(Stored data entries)
[Start of section]

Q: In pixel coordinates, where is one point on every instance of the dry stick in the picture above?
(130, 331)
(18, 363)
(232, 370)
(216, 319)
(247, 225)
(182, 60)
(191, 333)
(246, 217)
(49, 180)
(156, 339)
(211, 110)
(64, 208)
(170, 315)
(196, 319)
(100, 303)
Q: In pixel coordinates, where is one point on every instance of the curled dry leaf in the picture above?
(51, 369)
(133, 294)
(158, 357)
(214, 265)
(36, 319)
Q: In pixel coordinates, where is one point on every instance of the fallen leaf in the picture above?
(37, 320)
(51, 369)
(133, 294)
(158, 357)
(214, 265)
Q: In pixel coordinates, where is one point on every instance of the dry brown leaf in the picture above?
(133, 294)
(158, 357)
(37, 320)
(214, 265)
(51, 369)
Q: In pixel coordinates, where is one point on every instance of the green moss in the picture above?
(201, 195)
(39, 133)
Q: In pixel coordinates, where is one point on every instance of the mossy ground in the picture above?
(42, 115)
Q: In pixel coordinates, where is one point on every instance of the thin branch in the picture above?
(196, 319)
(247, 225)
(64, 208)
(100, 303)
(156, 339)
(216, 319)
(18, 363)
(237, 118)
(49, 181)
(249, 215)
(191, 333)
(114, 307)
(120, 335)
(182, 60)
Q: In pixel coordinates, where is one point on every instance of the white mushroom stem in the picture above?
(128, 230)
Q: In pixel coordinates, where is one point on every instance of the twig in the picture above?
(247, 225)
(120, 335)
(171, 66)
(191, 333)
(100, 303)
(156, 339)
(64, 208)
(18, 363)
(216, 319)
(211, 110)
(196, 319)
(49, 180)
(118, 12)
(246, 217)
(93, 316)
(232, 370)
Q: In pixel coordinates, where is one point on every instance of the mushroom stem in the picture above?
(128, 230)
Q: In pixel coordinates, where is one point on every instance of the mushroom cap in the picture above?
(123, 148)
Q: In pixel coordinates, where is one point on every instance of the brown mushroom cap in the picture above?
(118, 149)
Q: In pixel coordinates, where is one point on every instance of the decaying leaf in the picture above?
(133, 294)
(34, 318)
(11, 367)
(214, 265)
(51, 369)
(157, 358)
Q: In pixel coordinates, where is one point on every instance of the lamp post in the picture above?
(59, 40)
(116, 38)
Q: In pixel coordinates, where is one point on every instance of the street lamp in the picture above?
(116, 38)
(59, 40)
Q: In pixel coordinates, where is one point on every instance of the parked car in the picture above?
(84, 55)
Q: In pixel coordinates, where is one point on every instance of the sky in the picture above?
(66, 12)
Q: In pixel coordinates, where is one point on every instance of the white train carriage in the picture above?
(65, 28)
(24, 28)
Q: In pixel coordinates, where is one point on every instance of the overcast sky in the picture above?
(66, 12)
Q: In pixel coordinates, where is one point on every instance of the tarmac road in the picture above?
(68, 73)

[End of section]

BRIEF
Copy out the line holding "brown mushroom cap in the picture above?" along with all lines after it through the end of the entries, exactly and only these.

RESPONSE AREA
Q: In pixel coordinates, where is one point on every instance of the brown mushroom cap in the picture above?
(118, 149)
Q: In pixel coordinates, where is one point on every instance of the decaying leaf in the picture above?
(133, 294)
(34, 318)
(11, 367)
(214, 265)
(51, 369)
(157, 358)
Q: In pixel coordinates, where is one point on every instance of the lamp post in the picture above?
(59, 40)
(116, 38)
Q: In pixel coordinates, where is one point on every instance of the street lamp in the picture above?
(116, 38)
(59, 40)
Q: In pixel coordinates, where is one point on every instance of the parked car in the picture above?
(84, 55)
Q: In pixel coordinates, where is one point on every instance of the sky in the picture above?
(66, 12)
Q: In pixel coordinates, where is one point on every instance of the white train carriage in the picture above?
(65, 28)
(24, 28)
Q: In pixel coordinates, where is one point on every instance of the overcast sky in the picture above?
(66, 12)
Q: In pixel coordinates, where is one point on every instance of the tarmac road in the picture above?
(68, 73)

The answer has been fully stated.